== TASK DIRECTIONS ==
Find the line that contains "Task: annotation of the black banner.". Output it and every line after it to the end of the records, exactly as they appear.

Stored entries
◇ ◇ ◇ ◇

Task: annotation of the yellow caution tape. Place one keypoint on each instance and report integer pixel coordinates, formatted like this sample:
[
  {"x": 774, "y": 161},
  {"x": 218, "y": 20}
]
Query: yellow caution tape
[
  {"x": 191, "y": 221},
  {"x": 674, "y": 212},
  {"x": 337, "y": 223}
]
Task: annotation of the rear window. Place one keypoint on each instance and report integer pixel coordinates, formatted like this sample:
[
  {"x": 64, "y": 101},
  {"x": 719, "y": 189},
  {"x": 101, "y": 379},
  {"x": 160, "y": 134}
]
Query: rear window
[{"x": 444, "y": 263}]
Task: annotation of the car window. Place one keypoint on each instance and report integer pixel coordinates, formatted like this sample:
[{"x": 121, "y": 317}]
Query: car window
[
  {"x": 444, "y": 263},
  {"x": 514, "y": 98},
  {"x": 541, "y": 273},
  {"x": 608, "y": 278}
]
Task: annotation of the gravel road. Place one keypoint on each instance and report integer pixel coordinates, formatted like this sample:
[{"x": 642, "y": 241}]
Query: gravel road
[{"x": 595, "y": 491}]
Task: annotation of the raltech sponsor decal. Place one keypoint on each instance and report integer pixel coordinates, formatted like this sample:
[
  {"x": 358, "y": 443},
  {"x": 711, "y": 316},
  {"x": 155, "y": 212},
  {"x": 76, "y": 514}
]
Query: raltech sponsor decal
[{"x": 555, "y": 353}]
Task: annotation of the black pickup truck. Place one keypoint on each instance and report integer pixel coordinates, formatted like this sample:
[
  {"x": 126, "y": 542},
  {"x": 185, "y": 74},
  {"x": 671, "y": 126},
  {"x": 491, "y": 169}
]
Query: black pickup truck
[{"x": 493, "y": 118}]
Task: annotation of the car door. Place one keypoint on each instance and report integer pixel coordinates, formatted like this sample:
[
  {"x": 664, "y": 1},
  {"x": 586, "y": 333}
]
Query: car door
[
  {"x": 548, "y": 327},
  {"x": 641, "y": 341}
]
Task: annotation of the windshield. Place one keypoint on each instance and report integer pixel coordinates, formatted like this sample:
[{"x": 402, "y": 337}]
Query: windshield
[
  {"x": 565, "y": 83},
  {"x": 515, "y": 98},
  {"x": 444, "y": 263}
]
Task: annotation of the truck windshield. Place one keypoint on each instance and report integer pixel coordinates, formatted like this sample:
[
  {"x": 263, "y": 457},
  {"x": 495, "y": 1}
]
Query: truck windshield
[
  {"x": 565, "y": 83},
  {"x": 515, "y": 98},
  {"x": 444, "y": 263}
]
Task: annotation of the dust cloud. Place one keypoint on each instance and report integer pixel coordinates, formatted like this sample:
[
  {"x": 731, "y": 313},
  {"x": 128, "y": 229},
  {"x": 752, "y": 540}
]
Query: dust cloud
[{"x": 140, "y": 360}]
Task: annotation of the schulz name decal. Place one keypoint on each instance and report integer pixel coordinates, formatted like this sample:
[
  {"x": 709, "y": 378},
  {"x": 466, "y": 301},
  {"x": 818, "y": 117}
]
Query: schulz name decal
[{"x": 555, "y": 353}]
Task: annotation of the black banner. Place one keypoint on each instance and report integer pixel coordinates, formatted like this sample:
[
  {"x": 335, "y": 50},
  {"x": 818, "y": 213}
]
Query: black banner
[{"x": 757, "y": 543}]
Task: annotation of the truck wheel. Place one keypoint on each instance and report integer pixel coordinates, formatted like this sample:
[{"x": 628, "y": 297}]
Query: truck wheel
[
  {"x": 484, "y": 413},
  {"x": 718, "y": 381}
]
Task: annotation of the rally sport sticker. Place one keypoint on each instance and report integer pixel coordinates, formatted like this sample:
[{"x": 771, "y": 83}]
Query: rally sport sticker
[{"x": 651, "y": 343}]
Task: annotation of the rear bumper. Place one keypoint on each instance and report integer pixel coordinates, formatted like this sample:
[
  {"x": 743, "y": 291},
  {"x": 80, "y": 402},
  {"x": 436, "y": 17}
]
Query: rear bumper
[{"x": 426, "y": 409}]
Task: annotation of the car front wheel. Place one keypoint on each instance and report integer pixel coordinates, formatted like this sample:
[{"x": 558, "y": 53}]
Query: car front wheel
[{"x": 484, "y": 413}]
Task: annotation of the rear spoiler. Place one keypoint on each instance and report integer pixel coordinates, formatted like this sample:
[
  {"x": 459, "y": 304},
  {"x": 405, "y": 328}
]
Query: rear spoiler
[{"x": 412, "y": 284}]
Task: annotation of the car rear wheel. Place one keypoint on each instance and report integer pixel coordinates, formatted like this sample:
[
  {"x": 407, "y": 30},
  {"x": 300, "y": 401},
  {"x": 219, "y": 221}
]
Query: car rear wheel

◇ ◇ ◇ ◇

== EXERCISE SOLUTION ==
Task: annotation of the black banner. Place one keypoint on each instance and report integer pixel coordinates, formatted like this sample:
[
  {"x": 335, "y": 50},
  {"x": 818, "y": 213}
]
Query: black banner
[{"x": 757, "y": 543}]
Task: annotation of the truck wheel. Place one keypoint on each instance and report integer pixel coordinates, formatted like this sample:
[{"x": 628, "y": 297}]
Query: truck wheel
[
  {"x": 484, "y": 413},
  {"x": 718, "y": 381}
]
Task: annotation of the rally sport sticker. Place one keypoint on each instance and report integer pixel coordinates, formatted like this sample:
[{"x": 771, "y": 83}]
Query: rally sport sticker
[{"x": 651, "y": 343}]
Task: annotation of the rear bumper. Place one keypoint on each instance and report integer pixel coordinates, formatted like this sample:
[
  {"x": 743, "y": 291},
  {"x": 80, "y": 402},
  {"x": 436, "y": 17}
]
Query: rear bumper
[{"x": 426, "y": 409}]
Task: annotation of the car front wheel. Place one keypoint on each instance and report integer pixel coordinates, formatted like this sample:
[{"x": 558, "y": 53}]
Query: car front wheel
[{"x": 484, "y": 413}]
Task: annotation of the rear spoiler. Place one keypoint on each instance and report integer pixel coordinates, formatted like this sample:
[
  {"x": 459, "y": 304},
  {"x": 405, "y": 328}
]
Query: rear spoiler
[{"x": 412, "y": 284}]
Task: annotation of the car rear wheel. Place one keypoint on each instance and report integer pixel coordinates, formatted like this sample:
[
  {"x": 407, "y": 30},
  {"x": 300, "y": 401},
  {"x": 219, "y": 221}
]
Query: car rear wheel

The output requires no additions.